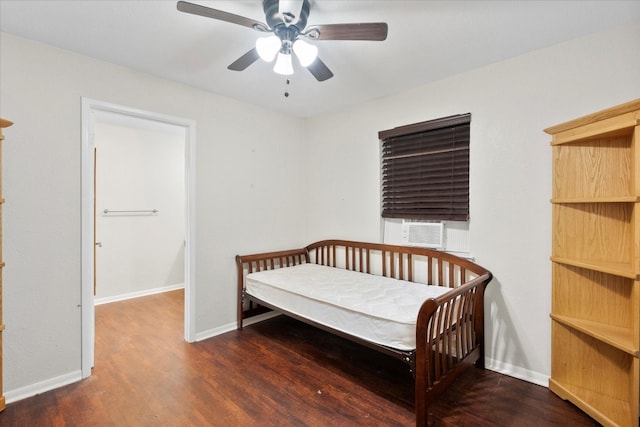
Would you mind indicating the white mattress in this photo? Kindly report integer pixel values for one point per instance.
(376, 308)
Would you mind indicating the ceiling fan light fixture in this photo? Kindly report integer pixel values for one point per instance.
(268, 47)
(283, 65)
(306, 53)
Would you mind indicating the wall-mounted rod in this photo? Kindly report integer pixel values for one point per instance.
(107, 211)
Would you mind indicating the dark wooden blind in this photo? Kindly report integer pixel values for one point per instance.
(425, 170)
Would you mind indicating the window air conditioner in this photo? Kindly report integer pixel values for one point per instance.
(425, 234)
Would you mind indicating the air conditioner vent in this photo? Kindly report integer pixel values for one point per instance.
(425, 234)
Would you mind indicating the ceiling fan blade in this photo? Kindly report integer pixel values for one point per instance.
(272, 12)
(319, 70)
(196, 9)
(245, 60)
(375, 31)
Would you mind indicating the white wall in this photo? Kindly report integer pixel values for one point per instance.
(140, 166)
(244, 161)
(511, 102)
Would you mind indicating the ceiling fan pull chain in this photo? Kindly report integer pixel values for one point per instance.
(286, 91)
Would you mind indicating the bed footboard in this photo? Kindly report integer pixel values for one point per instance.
(247, 264)
(449, 338)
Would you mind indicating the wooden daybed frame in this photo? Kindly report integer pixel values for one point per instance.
(449, 329)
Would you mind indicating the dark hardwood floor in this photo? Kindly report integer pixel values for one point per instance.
(276, 373)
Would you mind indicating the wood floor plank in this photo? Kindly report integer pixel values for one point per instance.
(276, 373)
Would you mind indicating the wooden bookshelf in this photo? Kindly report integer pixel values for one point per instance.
(595, 308)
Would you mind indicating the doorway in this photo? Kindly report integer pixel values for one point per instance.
(93, 116)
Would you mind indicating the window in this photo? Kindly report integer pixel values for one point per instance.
(425, 170)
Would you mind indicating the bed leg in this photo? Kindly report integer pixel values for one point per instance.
(240, 310)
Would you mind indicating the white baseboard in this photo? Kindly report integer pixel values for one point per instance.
(232, 326)
(41, 387)
(138, 294)
(517, 372)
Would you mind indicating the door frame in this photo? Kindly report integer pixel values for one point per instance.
(89, 109)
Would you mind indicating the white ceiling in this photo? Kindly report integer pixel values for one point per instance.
(427, 40)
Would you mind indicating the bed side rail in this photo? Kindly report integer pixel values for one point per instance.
(247, 264)
(414, 264)
(449, 337)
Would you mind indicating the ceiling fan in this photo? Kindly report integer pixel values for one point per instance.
(289, 33)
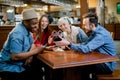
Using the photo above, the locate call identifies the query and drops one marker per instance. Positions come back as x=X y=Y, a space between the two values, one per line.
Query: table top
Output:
x=71 y=58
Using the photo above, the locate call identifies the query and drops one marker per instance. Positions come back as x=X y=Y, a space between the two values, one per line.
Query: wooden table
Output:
x=70 y=59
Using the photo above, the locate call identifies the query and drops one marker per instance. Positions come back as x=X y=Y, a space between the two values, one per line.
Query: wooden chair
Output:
x=114 y=76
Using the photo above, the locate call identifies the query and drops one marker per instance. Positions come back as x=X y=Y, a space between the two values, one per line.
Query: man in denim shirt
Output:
x=18 y=49
x=99 y=40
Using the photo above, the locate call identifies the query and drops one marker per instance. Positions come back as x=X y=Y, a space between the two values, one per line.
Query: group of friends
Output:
x=30 y=37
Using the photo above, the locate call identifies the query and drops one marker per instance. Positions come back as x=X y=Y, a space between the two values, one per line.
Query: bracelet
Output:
x=69 y=45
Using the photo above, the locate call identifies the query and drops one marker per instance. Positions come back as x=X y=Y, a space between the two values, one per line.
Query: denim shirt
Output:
x=101 y=41
x=19 y=40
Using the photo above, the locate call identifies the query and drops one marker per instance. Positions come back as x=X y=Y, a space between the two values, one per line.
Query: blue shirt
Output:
x=19 y=40
x=100 y=41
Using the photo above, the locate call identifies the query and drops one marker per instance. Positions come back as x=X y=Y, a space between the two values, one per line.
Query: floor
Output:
x=117 y=45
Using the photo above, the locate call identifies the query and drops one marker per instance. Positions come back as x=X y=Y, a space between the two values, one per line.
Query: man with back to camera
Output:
x=99 y=40
x=18 y=49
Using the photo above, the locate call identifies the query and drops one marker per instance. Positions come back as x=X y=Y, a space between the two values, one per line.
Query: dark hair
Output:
x=39 y=32
x=92 y=18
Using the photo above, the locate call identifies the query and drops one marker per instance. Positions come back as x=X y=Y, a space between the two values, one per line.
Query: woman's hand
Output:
x=28 y=60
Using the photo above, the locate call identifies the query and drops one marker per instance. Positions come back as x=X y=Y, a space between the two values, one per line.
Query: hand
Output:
x=63 y=42
x=28 y=60
x=50 y=39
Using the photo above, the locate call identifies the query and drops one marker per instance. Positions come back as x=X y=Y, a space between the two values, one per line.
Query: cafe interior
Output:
x=108 y=12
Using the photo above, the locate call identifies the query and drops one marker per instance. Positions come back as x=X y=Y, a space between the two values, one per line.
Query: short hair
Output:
x=92 y=18
x=62 y=19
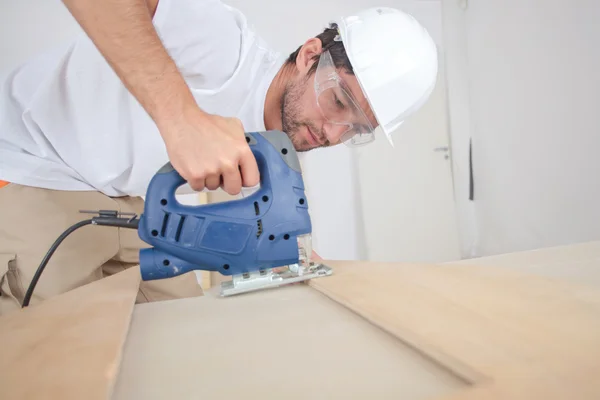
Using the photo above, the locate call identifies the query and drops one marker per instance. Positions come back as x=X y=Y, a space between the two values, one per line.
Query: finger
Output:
x=232 y=180
x=213 y=181
x=249 y=168
x=198 y=185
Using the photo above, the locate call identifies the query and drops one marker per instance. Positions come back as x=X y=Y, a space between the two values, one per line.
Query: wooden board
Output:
x=292 y=343
x=509 y=334
x=70 y=346
x=372 y=330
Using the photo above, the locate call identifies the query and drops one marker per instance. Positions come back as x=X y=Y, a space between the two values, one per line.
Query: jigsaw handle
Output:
x=231 y=237
x=277 y=139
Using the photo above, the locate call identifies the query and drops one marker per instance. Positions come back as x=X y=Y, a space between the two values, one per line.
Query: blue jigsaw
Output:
x=251 y=238
x=248 y=238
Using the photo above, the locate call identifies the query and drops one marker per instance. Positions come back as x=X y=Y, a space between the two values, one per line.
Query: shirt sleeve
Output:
x=204 y=38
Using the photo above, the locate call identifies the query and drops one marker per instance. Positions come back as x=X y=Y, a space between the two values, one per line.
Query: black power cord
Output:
x=104 y=218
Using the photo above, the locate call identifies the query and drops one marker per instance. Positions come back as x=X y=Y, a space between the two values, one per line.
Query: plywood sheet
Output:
x=287 y=343
x=69 y=346
x=509 y=334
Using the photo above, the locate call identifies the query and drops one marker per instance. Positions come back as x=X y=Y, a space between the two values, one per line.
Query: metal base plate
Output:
x=269 y=278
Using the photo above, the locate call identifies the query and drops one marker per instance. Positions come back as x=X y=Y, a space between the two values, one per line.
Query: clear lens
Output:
x=338 y=105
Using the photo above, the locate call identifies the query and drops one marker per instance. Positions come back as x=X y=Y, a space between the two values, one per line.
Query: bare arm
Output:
x=207 y=150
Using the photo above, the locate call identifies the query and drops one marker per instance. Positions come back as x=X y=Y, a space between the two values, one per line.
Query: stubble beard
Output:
x=291 y=116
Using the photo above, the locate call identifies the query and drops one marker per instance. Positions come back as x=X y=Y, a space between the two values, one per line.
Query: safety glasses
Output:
x=339 y=107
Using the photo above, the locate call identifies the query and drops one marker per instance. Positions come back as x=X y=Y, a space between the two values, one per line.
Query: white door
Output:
x=381 y=203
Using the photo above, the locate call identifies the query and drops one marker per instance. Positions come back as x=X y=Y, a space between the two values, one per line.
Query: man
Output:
x=86 y=125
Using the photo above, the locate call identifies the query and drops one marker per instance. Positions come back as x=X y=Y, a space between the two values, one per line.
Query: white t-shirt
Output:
x=67 y=122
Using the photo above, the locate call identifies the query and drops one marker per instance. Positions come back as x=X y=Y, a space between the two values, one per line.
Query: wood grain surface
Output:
x=68 y=347
x=509 y=334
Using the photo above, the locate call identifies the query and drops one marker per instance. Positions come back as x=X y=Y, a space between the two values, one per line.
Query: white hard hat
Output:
x=394 y=60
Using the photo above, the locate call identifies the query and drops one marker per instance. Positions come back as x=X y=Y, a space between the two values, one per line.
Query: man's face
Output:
x=303 y=119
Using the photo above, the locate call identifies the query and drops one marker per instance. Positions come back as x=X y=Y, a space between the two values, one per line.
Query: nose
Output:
x=334 y=132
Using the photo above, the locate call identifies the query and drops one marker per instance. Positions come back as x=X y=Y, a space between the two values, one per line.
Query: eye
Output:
x=339 y=103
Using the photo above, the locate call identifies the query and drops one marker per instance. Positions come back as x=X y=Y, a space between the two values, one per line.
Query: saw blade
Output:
x=269 y=278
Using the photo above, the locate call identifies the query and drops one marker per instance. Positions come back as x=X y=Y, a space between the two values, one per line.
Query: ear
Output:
x=308 y=54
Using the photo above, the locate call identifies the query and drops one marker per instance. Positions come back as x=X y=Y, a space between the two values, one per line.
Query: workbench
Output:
x=515 y=326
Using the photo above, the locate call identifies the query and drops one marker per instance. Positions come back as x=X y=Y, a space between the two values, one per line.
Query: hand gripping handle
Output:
x=170 y=179
x=168 y=225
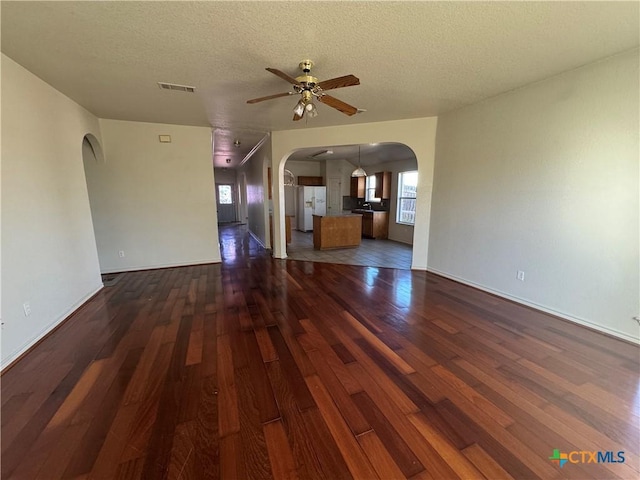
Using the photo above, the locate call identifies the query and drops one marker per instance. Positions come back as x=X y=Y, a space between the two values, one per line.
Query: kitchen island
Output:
x=336 y=231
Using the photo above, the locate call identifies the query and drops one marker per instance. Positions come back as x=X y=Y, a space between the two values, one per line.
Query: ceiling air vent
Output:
x=174 y=86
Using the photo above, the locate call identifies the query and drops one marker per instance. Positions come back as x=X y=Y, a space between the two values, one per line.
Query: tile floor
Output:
x=371 y=253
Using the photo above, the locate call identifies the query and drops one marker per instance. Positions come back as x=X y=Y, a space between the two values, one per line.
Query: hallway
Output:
x=264 y=368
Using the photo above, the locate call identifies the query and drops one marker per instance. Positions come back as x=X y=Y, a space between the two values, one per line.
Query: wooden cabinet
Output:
x=383 y=185
x=374 y=224
x=358 y=185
++++++++++
• **Task description**:
Output only the stretch above from the line with "Would you mind indicating the white ceiling" through the line with "Query: wooden chair", reproduced exactly. Exclude pictures.

• **Expected answer**:
Would you mind indicating the white ceiling in this photo? Kindly report integer pixel values for one point per instance.
(427, 40)
Would you mind indicating the bed side rail in this photo? Kindly report integer pixel values for one point per instance.
(247, 264)
(414, 264)
(449, 337)
Would you mind indicating the ceiling fan in this photo? Kindly report integer pixel values for one point per instance.
(289, 33)
Using the photo above, the locate call identifies the query and drops one marker per instance. Positions come back as x=X y=Y, a space between the two values, one per line.
Query: table top
Output:
x=71 y=58
Using the photo above, the locate call identifies the query and drops one marker per instance. Positions come back as x=X y=Y, a space between the two values, one per line.
Query: wooden table
Output:
x=70 y=59
Using the photo above, the locate call identifies the query and drops one marker per instance. Positions come back as x=X y=Y, a space between the two values, one per line.
Query: wooden chair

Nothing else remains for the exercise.